Gather every line of the records below that contains the string "separate", treating uppercase and lowercase as different.

**** RECORDED INFORMATION ****

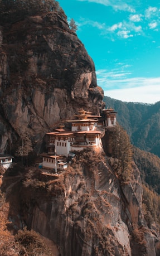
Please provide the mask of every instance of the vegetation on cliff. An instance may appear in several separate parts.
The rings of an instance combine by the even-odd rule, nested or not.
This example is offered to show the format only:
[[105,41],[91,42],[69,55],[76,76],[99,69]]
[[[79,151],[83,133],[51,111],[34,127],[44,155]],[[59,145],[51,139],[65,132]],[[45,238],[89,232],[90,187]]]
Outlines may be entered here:
[[106,107],[118,112],[117,120],[127,131],[132,143],[142,150],[160,157],[160,102],[147,104],[120,100],[104,96]]
[[66,21],[67,17],[59,3],[55,0],[1,0],[0,22],[14,22],[27,16],[57,12]]

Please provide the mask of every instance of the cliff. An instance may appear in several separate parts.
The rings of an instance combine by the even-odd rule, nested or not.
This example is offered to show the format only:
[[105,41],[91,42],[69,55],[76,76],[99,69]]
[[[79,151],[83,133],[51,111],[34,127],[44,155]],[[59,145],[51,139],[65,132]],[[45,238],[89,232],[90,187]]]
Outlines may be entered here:
[[10,191],[6,176],[2,189],[13,230],[23,224],[54,241],[55,255],[159,255],[157,230],[143,218],[137,167],[133,163],[130,181],[122,185],[108,160],[86,151],[57,175],[30,168]]
[[98,114],[103,92],[94,64],[56,13],[27,16],[0,27],[1,152],[27,127],[36,151],[46,132],[84,107]]
[[[0,35],[1,152],[16,150],[24,127],[32,131],[38,152],[45,133],[80,108],[100,112],[103,93],[94,63],[57,13],[6,23]],[[7,244],[8,255],[32,256],[14,240],[27,226],[55,243],[53,255],[159,255],[157,230],[149,229],[143,217],[137,167],[133,162],[132,178],[122,184],[109,163],[103,151],[84,151],[57,175],[16,165],[1,176],[0,236],[7,243],[0,249],[6,253]]]

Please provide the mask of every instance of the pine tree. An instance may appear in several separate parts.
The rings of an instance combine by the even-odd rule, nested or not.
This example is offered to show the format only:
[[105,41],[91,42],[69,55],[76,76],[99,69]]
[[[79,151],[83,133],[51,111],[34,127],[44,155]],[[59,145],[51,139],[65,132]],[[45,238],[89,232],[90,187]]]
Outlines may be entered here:
[[111,144],[114,169],[122,181],[128,181],[132,170],[133,147],[126,131],[118,124],[114,127]]

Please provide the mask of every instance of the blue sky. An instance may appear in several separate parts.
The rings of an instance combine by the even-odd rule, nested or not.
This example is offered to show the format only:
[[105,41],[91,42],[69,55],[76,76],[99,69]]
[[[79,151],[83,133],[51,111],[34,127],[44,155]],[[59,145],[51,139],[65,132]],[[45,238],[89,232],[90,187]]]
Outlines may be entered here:
[[104,95],[124,102],[160,100],[160,2],[59,0],[77,25]]

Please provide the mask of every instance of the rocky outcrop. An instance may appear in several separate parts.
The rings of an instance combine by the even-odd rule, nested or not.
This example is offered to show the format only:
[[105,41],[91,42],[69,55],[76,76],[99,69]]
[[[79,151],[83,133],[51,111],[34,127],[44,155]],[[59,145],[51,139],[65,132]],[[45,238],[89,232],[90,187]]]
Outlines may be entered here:
[[65,172],[41,176],[43,183],[30,172],[21,193],[23,219],[62,256],[156,256],[159,239],[144,220],[139,173],[133,168],[135,178],[122,186],[107,157],[86,152]]
[[45,133],[80,108],[99,113],[103,92],[93,61],[57,13],[28,16],[0,31],[1,152],[24,126],[37,151]]

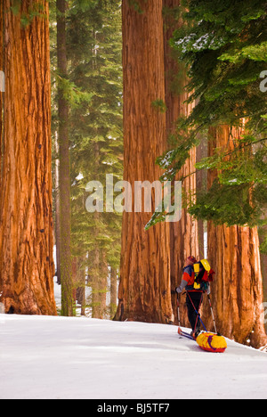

****

*FULL SOLUTION*.
Please provide the mask of every instance of the vegetation on cliff. An instance may appear in several separate parts.
Please provide the mask of every instance of the cliff. An instance may appear in several separate parts.
Please provide the mask of every instance of the pine tree. An instance may appear in several separate parts.
Please provide the mask of every instance of the blue sky. An instance may appear in several separate parts.
Please provide the mask of every instance of the rocky outcrop. An instance may appear in several separate parts.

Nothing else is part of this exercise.